**Excerpted data**:
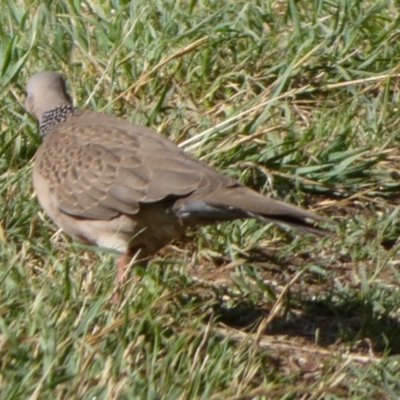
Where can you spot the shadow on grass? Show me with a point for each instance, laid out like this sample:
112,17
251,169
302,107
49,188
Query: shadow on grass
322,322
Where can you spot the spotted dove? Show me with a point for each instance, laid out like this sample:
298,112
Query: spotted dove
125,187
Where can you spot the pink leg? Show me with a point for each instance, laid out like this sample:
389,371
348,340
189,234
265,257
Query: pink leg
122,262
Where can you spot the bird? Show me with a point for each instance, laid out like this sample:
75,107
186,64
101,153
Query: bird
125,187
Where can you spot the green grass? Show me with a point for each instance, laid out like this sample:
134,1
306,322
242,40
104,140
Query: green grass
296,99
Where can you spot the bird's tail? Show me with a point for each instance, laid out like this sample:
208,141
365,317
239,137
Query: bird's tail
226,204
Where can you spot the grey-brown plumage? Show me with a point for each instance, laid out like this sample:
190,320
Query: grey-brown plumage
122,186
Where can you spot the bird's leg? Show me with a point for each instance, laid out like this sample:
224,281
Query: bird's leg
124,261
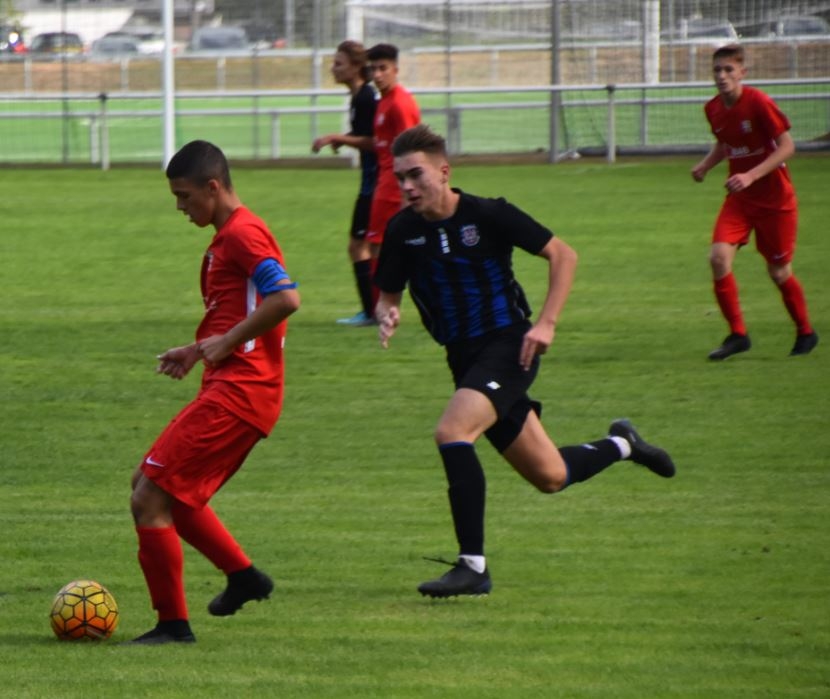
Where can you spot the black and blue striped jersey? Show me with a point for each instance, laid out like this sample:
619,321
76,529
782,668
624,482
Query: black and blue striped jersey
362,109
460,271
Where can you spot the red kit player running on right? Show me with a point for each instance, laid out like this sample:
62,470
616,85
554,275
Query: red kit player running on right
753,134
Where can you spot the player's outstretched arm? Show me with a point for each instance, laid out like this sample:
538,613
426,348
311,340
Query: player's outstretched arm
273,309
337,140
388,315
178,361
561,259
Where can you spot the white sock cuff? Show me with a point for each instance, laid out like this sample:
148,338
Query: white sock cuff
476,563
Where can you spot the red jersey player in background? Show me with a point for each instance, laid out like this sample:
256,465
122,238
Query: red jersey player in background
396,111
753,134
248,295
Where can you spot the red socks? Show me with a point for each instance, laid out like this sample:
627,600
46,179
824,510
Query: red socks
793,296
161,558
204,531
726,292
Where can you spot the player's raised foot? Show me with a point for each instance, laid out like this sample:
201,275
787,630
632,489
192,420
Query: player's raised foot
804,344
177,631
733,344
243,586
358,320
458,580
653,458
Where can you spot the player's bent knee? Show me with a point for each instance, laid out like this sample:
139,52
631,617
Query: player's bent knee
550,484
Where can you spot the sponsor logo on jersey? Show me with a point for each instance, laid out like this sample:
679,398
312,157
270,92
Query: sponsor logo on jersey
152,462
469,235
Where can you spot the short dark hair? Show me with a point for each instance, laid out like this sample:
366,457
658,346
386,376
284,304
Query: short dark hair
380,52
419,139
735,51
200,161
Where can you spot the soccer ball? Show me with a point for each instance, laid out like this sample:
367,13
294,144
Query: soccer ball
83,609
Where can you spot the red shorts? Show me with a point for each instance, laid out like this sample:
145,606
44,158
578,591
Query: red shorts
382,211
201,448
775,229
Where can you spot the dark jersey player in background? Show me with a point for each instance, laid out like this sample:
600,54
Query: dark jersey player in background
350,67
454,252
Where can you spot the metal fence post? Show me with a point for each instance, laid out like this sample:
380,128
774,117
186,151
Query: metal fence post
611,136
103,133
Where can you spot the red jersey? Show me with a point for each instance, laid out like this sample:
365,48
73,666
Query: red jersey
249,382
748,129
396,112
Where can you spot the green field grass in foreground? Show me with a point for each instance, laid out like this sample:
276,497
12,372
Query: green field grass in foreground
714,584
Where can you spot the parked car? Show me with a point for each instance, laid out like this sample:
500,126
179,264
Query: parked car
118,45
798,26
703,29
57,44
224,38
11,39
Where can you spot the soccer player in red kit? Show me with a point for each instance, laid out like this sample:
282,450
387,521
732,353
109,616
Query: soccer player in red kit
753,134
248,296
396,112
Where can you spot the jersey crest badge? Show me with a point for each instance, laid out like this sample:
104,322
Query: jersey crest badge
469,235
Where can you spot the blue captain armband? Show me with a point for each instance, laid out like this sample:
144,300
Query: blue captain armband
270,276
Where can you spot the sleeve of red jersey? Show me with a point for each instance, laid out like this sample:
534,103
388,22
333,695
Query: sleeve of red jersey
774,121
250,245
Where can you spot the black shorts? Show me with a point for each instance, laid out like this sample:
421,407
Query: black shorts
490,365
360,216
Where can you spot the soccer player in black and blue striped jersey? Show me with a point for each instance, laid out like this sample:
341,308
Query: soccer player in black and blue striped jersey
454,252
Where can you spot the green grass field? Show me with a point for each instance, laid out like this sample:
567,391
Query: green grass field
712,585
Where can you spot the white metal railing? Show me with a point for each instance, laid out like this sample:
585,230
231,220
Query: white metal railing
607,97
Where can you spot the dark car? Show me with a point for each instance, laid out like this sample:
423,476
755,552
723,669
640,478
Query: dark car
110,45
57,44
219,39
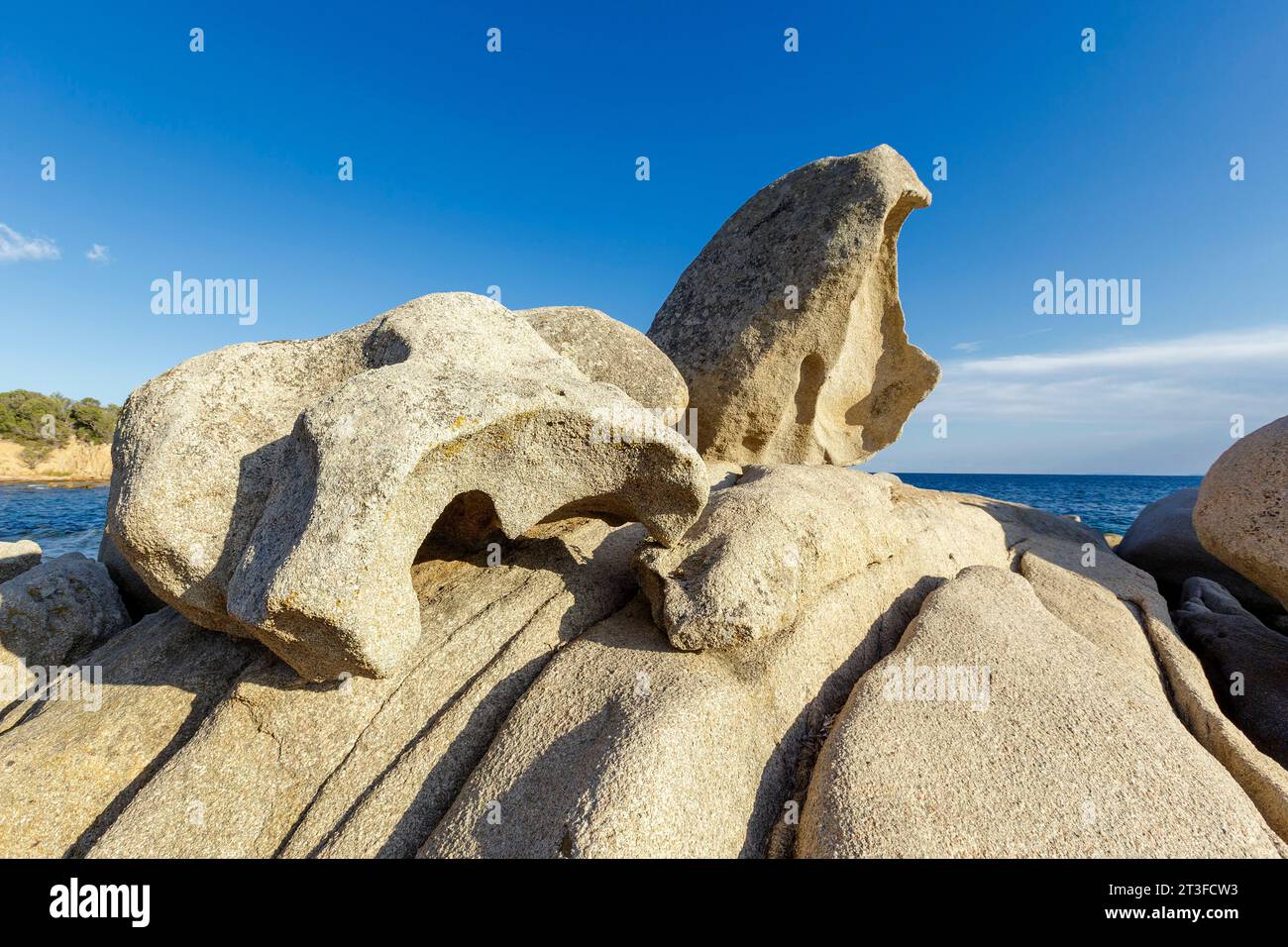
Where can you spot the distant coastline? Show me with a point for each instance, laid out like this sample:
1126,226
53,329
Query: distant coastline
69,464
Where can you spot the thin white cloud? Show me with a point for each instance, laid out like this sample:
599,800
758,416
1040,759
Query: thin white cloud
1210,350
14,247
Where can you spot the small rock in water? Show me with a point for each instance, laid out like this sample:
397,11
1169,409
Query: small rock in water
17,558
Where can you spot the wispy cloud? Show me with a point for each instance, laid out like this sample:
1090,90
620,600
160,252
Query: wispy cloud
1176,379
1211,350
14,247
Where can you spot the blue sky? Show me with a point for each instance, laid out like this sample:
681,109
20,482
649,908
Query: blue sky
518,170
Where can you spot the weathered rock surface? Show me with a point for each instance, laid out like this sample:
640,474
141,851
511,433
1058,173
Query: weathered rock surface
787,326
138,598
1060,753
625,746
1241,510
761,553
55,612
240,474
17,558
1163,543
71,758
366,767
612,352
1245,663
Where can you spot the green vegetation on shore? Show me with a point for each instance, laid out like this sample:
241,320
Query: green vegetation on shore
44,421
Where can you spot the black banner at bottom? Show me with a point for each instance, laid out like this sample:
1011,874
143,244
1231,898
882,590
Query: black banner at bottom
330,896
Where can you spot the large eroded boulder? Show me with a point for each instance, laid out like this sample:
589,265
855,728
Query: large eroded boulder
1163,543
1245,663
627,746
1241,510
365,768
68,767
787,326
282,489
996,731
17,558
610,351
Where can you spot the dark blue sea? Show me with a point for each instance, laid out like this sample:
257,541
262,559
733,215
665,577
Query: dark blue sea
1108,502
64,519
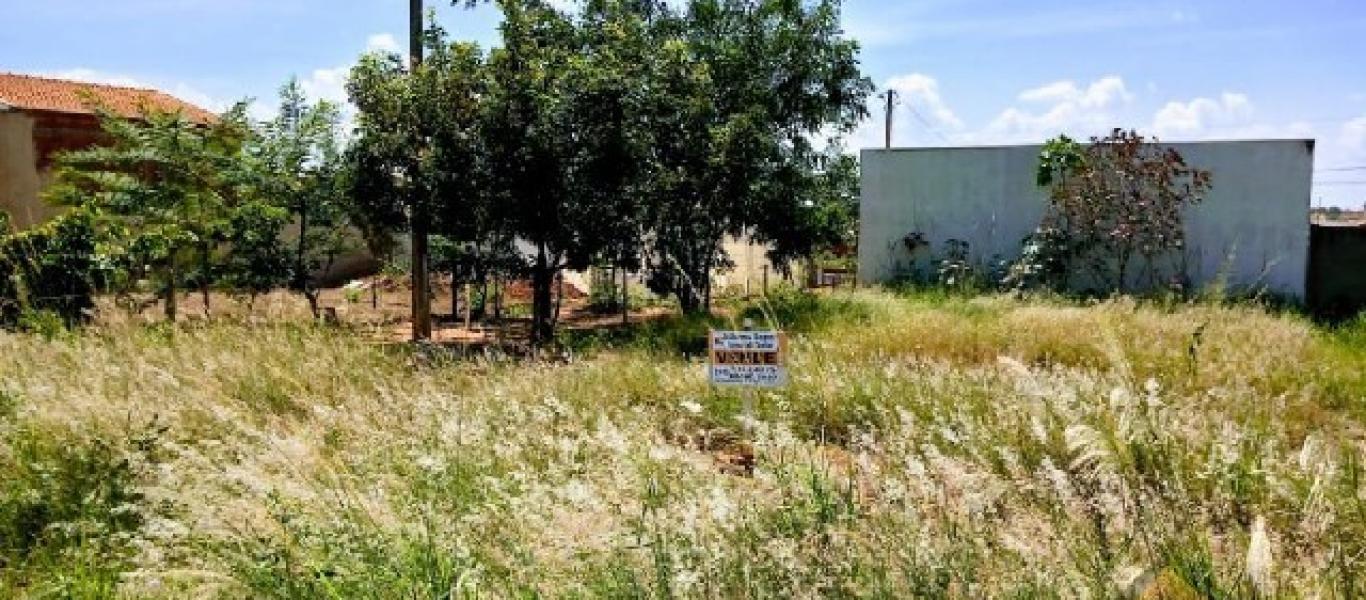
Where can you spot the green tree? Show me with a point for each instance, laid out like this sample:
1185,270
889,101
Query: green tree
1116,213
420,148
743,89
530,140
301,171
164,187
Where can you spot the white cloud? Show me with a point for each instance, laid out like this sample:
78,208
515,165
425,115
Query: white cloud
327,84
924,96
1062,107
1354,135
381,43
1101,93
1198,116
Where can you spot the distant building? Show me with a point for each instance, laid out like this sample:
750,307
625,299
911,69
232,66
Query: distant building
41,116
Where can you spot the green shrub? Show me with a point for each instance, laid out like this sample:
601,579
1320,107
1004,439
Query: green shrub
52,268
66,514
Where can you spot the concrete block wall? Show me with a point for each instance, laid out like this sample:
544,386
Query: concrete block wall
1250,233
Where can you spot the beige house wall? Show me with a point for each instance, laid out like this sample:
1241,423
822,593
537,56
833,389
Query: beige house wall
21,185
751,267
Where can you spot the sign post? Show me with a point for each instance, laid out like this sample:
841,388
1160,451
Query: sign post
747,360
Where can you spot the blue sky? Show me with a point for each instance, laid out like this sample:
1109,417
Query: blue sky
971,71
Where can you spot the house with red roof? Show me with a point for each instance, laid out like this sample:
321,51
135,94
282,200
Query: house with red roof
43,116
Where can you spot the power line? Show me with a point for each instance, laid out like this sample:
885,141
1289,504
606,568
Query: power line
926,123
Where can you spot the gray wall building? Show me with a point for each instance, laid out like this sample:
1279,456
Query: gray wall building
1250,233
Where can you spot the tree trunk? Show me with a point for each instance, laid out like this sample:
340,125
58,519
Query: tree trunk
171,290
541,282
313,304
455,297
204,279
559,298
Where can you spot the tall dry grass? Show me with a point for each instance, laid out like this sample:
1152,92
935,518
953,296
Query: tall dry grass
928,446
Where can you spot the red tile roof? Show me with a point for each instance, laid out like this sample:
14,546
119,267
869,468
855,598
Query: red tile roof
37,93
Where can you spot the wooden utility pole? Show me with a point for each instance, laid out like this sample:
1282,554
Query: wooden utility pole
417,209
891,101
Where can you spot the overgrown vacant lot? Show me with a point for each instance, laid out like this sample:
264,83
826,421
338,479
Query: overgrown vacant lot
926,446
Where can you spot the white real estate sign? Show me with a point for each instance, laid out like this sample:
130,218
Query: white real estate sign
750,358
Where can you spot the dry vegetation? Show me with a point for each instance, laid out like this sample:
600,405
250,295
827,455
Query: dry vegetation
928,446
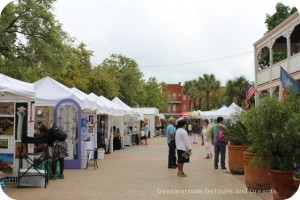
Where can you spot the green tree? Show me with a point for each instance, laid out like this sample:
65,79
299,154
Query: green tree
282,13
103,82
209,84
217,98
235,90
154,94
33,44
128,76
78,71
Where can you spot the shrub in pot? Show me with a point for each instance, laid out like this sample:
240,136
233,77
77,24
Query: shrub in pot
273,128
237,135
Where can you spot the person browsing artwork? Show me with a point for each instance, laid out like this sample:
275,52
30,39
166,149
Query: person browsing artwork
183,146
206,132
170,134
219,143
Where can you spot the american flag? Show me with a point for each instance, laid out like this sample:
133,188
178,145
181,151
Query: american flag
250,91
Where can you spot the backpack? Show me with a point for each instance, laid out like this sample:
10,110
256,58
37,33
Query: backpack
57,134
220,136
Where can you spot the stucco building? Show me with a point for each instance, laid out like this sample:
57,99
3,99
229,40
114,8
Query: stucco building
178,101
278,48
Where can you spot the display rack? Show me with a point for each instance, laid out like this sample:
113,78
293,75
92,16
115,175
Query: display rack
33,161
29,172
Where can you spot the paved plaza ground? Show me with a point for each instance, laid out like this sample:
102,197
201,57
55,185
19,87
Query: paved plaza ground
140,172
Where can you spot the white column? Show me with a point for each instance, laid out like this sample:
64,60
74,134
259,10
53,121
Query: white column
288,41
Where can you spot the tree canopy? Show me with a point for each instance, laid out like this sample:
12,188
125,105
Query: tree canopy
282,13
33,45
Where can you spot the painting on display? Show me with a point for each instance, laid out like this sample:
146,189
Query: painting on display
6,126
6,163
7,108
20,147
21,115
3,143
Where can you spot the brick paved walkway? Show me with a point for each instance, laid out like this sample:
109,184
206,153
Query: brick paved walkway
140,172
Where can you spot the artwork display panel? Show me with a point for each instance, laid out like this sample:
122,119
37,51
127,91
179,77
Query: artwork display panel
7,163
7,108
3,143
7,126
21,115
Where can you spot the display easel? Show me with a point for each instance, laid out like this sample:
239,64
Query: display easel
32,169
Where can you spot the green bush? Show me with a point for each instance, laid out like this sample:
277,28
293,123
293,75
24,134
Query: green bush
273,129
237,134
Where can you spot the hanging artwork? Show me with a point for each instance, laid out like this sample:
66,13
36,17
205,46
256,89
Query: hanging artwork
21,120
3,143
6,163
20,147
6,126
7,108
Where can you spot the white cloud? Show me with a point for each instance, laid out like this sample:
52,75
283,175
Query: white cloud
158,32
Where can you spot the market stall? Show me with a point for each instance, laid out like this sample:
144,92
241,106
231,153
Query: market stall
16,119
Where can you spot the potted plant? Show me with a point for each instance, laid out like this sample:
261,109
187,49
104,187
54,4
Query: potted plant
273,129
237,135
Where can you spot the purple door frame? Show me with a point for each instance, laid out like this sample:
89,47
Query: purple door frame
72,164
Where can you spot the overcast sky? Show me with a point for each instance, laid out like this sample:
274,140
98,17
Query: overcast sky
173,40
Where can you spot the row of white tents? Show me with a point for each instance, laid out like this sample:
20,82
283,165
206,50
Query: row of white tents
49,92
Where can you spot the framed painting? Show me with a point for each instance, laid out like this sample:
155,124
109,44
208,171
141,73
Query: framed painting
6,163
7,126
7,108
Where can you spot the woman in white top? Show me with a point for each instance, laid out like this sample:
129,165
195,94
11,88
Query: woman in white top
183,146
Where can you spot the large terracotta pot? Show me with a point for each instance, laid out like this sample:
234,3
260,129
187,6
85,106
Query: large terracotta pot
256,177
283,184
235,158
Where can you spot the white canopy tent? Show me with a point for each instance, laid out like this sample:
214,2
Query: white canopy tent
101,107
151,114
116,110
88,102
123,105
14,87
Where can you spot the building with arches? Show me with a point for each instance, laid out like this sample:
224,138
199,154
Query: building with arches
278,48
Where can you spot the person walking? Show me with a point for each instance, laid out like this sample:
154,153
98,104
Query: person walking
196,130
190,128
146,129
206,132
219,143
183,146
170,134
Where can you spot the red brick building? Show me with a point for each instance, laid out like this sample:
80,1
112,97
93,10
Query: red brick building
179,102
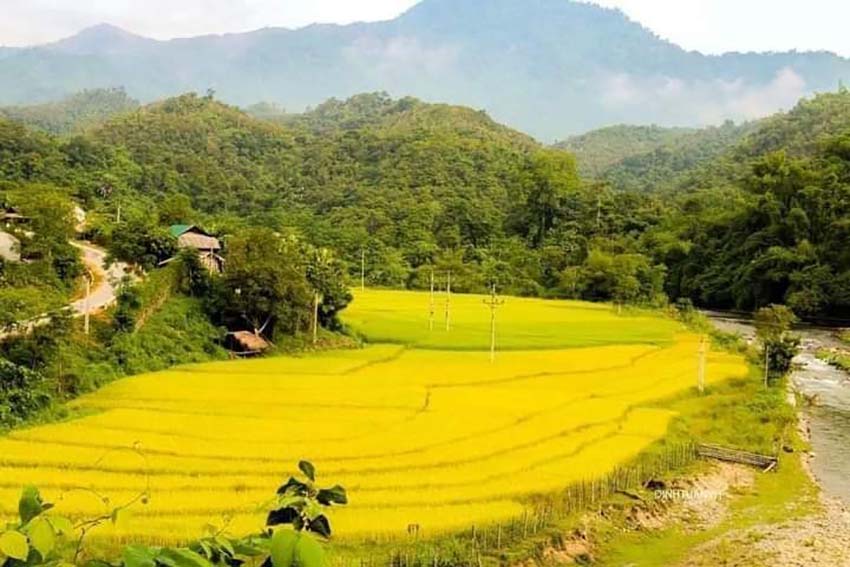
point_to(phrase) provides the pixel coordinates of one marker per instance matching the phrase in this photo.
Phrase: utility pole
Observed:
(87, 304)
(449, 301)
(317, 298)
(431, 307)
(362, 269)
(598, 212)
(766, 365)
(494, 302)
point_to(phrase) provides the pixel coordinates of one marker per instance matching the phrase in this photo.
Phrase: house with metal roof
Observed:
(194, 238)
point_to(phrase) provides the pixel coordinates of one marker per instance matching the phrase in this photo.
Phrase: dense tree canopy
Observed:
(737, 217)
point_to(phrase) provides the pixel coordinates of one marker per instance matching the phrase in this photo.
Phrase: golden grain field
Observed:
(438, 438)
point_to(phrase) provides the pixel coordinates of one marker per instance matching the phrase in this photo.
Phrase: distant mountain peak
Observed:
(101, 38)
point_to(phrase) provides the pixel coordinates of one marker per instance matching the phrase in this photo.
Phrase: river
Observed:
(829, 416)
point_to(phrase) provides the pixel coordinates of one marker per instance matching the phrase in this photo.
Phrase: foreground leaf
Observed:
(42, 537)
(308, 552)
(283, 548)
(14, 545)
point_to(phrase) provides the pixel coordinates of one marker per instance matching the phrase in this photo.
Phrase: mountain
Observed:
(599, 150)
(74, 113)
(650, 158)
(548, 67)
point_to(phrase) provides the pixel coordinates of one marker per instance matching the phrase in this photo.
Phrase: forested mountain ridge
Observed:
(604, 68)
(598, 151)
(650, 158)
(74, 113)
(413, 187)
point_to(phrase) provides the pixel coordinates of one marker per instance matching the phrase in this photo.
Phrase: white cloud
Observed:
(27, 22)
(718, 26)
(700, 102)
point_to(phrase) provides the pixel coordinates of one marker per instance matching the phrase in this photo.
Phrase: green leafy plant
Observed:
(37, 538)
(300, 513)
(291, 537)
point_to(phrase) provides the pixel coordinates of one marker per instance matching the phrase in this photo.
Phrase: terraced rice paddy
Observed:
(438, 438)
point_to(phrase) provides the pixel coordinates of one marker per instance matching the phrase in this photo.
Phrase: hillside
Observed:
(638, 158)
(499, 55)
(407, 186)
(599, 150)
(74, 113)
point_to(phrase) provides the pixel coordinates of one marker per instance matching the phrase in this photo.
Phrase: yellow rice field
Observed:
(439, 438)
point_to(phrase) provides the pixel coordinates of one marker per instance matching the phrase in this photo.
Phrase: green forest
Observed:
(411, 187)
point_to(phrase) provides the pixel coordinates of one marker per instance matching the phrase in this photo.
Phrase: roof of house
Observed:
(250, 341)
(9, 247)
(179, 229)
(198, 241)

**Instructions to follow**: Locate each line in the listing that contains the word "raised", and copy those lines. Match case exactly.

**Answer for this exercise**:
Where can you spot the player's raised foot? Show me with a point for each instance, laid out like this sample:
Query: player's raised foot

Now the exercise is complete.